= Data for the task =
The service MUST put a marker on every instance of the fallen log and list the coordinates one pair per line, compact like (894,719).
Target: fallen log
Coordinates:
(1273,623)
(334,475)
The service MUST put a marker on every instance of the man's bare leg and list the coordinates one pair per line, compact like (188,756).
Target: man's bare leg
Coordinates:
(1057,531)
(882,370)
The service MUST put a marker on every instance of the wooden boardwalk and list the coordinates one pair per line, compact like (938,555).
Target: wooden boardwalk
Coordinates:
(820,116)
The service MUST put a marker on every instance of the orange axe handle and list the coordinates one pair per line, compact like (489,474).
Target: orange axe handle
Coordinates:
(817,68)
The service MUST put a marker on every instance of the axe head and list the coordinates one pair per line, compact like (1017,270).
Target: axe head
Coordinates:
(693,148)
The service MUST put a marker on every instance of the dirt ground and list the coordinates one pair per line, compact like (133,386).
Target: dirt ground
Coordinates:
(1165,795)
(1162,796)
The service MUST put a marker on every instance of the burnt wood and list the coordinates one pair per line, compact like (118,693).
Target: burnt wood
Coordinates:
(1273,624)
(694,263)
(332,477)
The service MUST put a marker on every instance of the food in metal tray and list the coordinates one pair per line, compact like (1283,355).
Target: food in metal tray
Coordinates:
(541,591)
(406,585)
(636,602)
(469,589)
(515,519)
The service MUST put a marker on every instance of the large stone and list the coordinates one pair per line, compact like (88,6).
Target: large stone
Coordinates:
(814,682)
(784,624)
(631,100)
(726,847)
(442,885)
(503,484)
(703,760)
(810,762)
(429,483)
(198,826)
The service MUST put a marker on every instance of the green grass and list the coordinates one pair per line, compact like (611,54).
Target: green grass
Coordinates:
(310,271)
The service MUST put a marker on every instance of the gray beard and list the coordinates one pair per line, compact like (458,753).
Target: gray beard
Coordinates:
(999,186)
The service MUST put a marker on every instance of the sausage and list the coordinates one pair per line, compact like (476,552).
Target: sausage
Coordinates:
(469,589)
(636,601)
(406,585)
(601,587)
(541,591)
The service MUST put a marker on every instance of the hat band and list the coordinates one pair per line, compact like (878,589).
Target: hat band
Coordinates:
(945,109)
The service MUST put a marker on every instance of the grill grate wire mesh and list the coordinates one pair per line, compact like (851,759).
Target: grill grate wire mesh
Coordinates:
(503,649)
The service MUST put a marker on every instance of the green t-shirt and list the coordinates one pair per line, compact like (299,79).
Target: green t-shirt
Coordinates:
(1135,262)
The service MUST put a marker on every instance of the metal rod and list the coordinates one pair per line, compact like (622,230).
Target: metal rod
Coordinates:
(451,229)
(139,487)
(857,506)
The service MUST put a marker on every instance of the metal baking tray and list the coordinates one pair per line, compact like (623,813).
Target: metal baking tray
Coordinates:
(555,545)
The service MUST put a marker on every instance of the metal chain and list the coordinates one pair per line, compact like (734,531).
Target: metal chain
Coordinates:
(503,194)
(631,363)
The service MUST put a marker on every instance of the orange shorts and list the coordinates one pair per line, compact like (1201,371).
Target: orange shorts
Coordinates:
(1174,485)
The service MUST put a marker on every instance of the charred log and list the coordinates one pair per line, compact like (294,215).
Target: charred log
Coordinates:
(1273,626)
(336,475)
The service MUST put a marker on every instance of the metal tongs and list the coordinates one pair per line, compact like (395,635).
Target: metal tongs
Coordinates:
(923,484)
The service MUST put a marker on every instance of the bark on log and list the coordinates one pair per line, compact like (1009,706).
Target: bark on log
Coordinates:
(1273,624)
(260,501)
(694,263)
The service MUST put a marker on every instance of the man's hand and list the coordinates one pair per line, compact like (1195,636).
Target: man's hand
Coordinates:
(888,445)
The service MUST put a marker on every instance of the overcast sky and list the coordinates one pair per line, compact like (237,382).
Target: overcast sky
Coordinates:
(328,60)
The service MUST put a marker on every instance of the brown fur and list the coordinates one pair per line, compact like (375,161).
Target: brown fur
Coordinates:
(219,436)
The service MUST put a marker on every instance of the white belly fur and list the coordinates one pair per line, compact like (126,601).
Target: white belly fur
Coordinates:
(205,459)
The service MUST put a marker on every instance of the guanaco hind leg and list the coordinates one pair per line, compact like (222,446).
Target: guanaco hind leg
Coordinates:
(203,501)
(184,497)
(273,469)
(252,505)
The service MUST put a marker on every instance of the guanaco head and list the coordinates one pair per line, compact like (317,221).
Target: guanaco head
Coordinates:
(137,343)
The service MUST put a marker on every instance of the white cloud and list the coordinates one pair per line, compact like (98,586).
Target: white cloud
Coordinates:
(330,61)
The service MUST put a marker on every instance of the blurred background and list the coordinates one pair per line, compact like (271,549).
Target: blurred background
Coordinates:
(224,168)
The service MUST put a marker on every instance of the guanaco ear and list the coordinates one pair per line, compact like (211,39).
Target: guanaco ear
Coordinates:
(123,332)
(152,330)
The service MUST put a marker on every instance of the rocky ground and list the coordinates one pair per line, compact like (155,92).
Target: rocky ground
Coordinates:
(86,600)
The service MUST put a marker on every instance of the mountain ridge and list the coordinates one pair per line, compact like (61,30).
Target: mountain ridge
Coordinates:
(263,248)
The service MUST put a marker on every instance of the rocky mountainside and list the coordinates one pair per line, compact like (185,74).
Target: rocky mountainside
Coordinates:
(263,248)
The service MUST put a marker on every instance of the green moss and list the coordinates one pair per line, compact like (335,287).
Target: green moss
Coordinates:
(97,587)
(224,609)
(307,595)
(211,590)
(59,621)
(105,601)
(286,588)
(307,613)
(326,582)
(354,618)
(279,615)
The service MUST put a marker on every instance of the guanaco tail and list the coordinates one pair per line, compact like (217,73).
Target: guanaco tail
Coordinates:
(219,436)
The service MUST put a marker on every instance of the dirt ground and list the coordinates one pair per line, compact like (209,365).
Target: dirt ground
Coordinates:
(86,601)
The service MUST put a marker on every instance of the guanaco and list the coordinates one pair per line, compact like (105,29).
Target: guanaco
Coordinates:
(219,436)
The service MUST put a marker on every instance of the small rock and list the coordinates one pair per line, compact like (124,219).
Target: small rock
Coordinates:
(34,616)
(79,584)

= Given instruction =
Rewrite every line of the data above as a numbered list, leaving out any blank lines.

= Written response =
1. The service MUST put a marker on every instance of the fallen log and list the coordinates one pair per line, compact like (894,719).
2. Target: fallen log
3. Coordinates:
4. (1273,623)
5. (334,475)
6. The service MUST put a marker on every instance of the man's bare leg and list the coordinates one pair per line, compact like (188,756).
7. Target: man's bare leg
8. Coordinates:
9. (1057,531)
10. (882,370)
11. The service MUST put a marker on every instance of the wooden boardwalk and list the coordinates one pair per line, compact like (938,555).
12. Target: wooden boardwalk
13. Coordinates:
14. (820,116)
15. The service MUST put a marker on every instance of the orange axe handle and list the coordinates one pair per line, compact like (489,474).
16. Target: orange axe handle
17. Coordinates:
18. (817,68)
19. The service MUST put a marker on every instance of the axe head and list the coordinates one pair per line, compact like (1017,270).
20. Target: axe head
21. Coordinates:
22. (693,148)
23. The service MUST put a marker on every instance of the dirt ground and list the coordinates one pair per line, compact like (133,386).
24. Target: dirt ground
25. Coordinates:
26. (1165,795)
27. (1162,796)
28. The service MUST put a marker on every instance of the burnt wood and list the coordinates one pair per line, compact like (118,693).
29. Target: burnt wood
30. Coordinates:
31. (1273,624)
32. (694,263)
33. (332,477)
34. The service MUST put a marker on every instance of the food in metal tray and list the coordinates one pair per line, compact like (1283,355).
35. Target: food in metal tray
36. Coordinates:
37. (541,591)
38. (406,585)
39. (636,602)
40. (469,589)
41. (515,519)
42. The service MUST put a marker on every instance of the large stone and list the coordinates one pair per line, compact like (88,6).
43. Target: large stone
44. Coordinates:
45. (814,682)
46. (784,624)
47. (631,100)
48. (726,847)
49. (442,885)
50. (503,484)
51. (703,760)
52. (810,762)
53. (429,483)
54. (198,826)
55. The service MUST put a marker on every instance of the green grass and list the coordinates one pair per line, compact like (611,54).
56. Target: green grass
57. Coordinates:
58. (310,271)
59. The service MUST put a marker on every instance of the gray beard and list the coordinates one pair per line, compact like (458,753).
60. Target: gray beard
61. Coordinates:
62. (999,186)
63. The service MUST put a marker on every instance of the sausage and list the coordinates one pair per line, compact like (476,552).
64. Target: sausage
65. Coordinates:
66. (469,589)
67. (636,601)
68. (406,585)
69. (601,587)
70. (541,591)
71. The service MUST put a marker on every instance of the hat band and list the coordinates one pair per line, compact like (878,589).
72. Target: hat band
73. Coordinates:
74. (945,109)
75. The service MUST put a marker on every instance of the grill grate wire mesh and list the coordinates one pair per line, compact like (851,759).
76. Target: grill grate wire mesh
77. Coordinates:
78. (503,649)
79. The service MUST put a marker on every instance of the green t-shirt and list the coordinates one pair per line, compact like (299,79).
80. Target: green t-shirt
81. Coordinates:
82. (1135,262)
83. The service MUST put a marker on every instance of the metal rod and list the coordinates one pair per line, compact like (622,230).
84. Target: metal rod
85. Coordinates:
86. (451,229)
87. (139,487)
88. (857,506)
89. The service MUST put a marker on every instance of the metal baking tray and list the coordinates one pair per line, compact like (623,813).
90. Target: metal baking tray
91. Coordinates:
92. (555,545)
93. The service MUST put a marker on every instance of the metal chain and list the coordinates one pair per line, compact like (734,531).
94. Target: metal chain
95. Coordinates:
96. (503,194)
97. (631,363)
98. The service MUST put a marker on every instance of the orange shorts and list the coordinates one pair per line, compact like (1201,371).
99. Target: orange shorts
100. Coordinates:
101. (1174,485)
102. The service MUST put a marker on every instance of the charred log and list the coordinates one pair per line, compact like (294,215).
103. Target: charred log
104. Coordinates:
105. (1273,626)
106. (336,475)
107. The service MUST put a marker on every instance of the metal tongs and list the coordinates one pair per line, compact like (395,635).
108. Target: metal tongs
109. Coordinates:
110. (923,484)
111. The service MUST put a marker on every instance of the bark on log and list the coordinates one pair per line, compact like (1009,706).
112. Target: bark on log
113. Coordinates:
114. (1273,624)
115. (260,501)
116. (694,263)
117. The service MUST put a marker on every instance of the man's hand and list the coordinates one pair per line, compact like (1195,636).
118. Target: man's hand
119. Coordinates:
120. (888,445)
121. The service MUST put a marker on every instance of the overcast sky and list the coordinates one pair per line, compact like (237,382).
122. Target: overcast sky
123. Coordinates:
124. (328,60)
125. The service MUST put a marker on every instance of the brown fur and list the coordinates one pair per line, compact like (375,161).
126. Target: brown fur
127. Coordinates:
128. (219,436)
129. The service MUST put a marker on every instance of the white belly fur and list the coordinates one pair per line, compact like (126,601).
130. Target: white belly fur
131. Coordinates:
132. (205,459)
133. The service MUST put a marker on every instance of the guanaco hind leg and list the coordinates one pair per line, compact like (222,446).
134. Target: guanaco hind leg
135. Coordinates:
136. (203,501)
137. (184,497)
138. (273,469)
139. (252,505)
140. The service MUST put a marker on every instance of the guanaco head and list the coordinates one pair per line, compact like (317,221).
141. Target: guanaco head
142. Coordinates:
143. (137,343)
144. The service MUST put a marker on every instance of the white cloud and list the coordinates one pair per line, compact like (98,586).
145. Target: white cloud
146. Coordinates:
147. (330,61)
148. The service MUST put a marker on every instance of the blurred background and list the coordinates one pair per line, compact like (271,549).
149. Target: blurred background
150. Coordinates:
151. (224,168)
152. The service MUST put a marker on every instance of the guanaco ear and list the coordinates one pair per line, compact like (211,39).
153. Target: guanaco ear
154. Coordinates:
155. (123,332)
156. (152,330)
157. The service MUST put a marker on every instance of the rocky ground and list the coordinates one pair per line, compact like (155,92).
158. Target: rocky ground
159. Coordinates:
160. (86,600)
161. The service MUST put a marker on every instance of the mountain ridge and list the coordinates one pair per line, compact like (61,30).
162. Target: mountain ridge
163. Coordinates:
164. (263,248)
165. The service MUST put a marker on every instance of the rocky mountainside and list the coordinates one pair per line, compact like (185,74).
166. Target: rocky mountainside
167. Coordinates:
168. (263,248)
169. The service MUST put a marker on every instance of the green moss and list the coordinates one pair per line, compact like (335,287).
170. Target: green moss
171. Coordinates:
172. (97,587)
173. (224,609)
174. (307,595)
175. (211,590)
176. (59,621)
177. (105,601)
178. (286,588)
179. (307,613)
180. (326,582)
181. (354,618)
182. (279,615)
183. The service MUST put a marker on every instance of the guanaco tail and list the coordinates one pair per line, compact like (217,73).
184. Target: guanaco tail
185. Coordinates:
186. (219,436)
187. The service MUST put a marker on every instance of the dirt ground and list the coordinates one pair per line, compact like (209,365).
188. Target: dirt ground
189. Coordinates:
190. (86,601)
191. The service MUST put a marker on every instance of the guanaco and list the coordinates one pair per line, compact like (105,29).
192. Target: guanaco
193. Coordinates:
194. (219,436)
195. The service MUST put a marker on every instance of the small rock and list the coordinates one pair per line, compact like (124,219).
196. Target: small rock
197. Coordinates:
198. (34,616)
199. (79,584)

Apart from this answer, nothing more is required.